## Text shown
Thursday, April 19, 2018

Paperbacks From Hell: The sweet smell of rot



The mass-market horror paperback novels of the 1970s and 1980s were, by their very definition, disposable. They were designed to be read once on boring commutes or long flights, usually by somebody who was a bit embarrassed to be reading something so crass, and then discarded. Nobody ever went for literary immortality by writing about giant killer crabs.

The books have had a long half-life in second hand bookstores over the years, but nobody really collects this stuff - absolutely nobody is hugely interested in The Collected Works of Shaun Hutson - and they are slowly starting to rot away, out of both physical existence and their place in the history of the novel.

But they're not totally forgotten, not when there are books like Grady Hendrix's recent Paperback From Hell, which traces the history of this sordid sub-genre from its birth from a flailing romance book industry, through to a quiet end as any kind of cultural force somewhere in the 1990s.

Hendrix is undoubtedly enthusiastic about all the nasty shit that showed up on bookshelves over the years, but also doesn't hesitate to point out that there is a lot that is insanely problematic about many of these books - they often dish up lashings of rampant sexism and homophobia, and frequently veer into outright and unmistakable misogyny.

But there are also crazy, mind-bending ideas and plots that are totally bonkers and utterly unpredictable, and loads and loads of gorgeous cover art from the likes of the astonishing Jill Bauman or the iconic Jim Thiesen.


A lot of people would argue that there is no way these books can be intellectually or morally healthy for anybody, but I devoured this kind of thing when I was in my teens, and other than the usual despair over our meaningless existences in this vast and cold universe, I think I turned out okay.

So many of the sub-genres Hendrix exhumes from their literary graves for Paperbacks From Hell are queasily familiar - there are all the books about heavy metal-laced satanic cults, and novels about the horror lurking beneath the pastel surface of stifling suburbia (a theme that is always massively disturbing in its banality). There are novels about alien abductions, killer hospitals, haunted houses, collapsing cities, creepy-ass children, and sick, demented twists on the usual vampires and werewolves.

## Your instructions
Please reproduce the review of Paperbacks From Hell above word for word, from its date line to its final sentence.

## Material provided
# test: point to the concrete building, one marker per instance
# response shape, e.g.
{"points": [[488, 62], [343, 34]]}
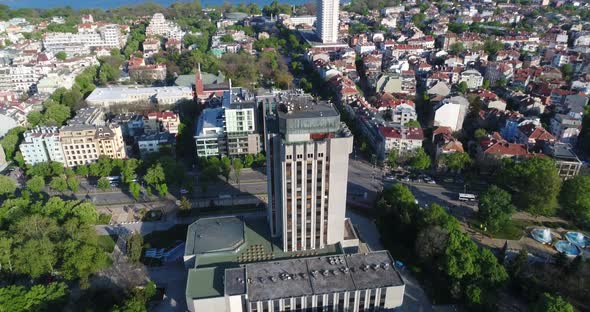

## Completed task
Thursday, April 19, 2018

Paperbacks From Hell: The sweet smell of rot



The mass-market horror paperback novels of the 1970s and 1980s were, by their very definition, disposable. They were designed to be read once on boring commutes or long flights, usually by somebody who was a bit embarrassed to be reading something so crass, and then discarded. Nobody ever went for literary immortality by writing about giant killer crabs.

The books have had a long half-life in second hand bookstores over the years, but nobody really collects this stuff - absolutely nobody is hugely interested in The Collected Works of Shaun Hutson - and they are slowly starting to rot away, out of both physical existence and their place in the history of the novel.

But they're not totally forgotten, not when there are books like Grady Hendrix's recent Paperback From Hell, which traces the history of this sordid sub-genre from its birth from a flailing romance book industry, through to a quiet end as any kind of cultural force somewhere in the 1990s.

Hendrix is undoubtedly enthusiastic about all the nasty shit that showed up on bookshelves over the years, but also doesn't hesitate to point out that there is a lot that is insanely problematic about many of these books - they often dish up lashings of rampant sexism and homophobia, and frequently veer into outright and unmistakable misogyny.

But there are also crazy, mind-bending ideas and plots that are totally bonkers and utterly unpredictable, and loads and loads of gorgeous cover art from the likes of the astonishing Jill Bauman or the iconic Jim Thiesen.


A lot of people would argue that there is no way these books can be intellectually or morally healthy for anybody, but I devoured this kind of thing when I was in my teens, and other than the usual despair over our meaningless existences in this vast and cold universe, I think I turned out okay.

So many of the sub-genres Hendrix exhumes from their literary graves for Paperbacks From Hell are queasily familiar - there are all the books about heavy metal-laced satanic cults, and novels about the horror lurking beneath the pastel surface of stifling suburbia (a theme that is always massively disturbing in its banality). There are novels about alien abductions, killer hospitals, haunted houses, collapsing cities, creepy-ass children, and sick, demented twists on the usual vampires and werewolves.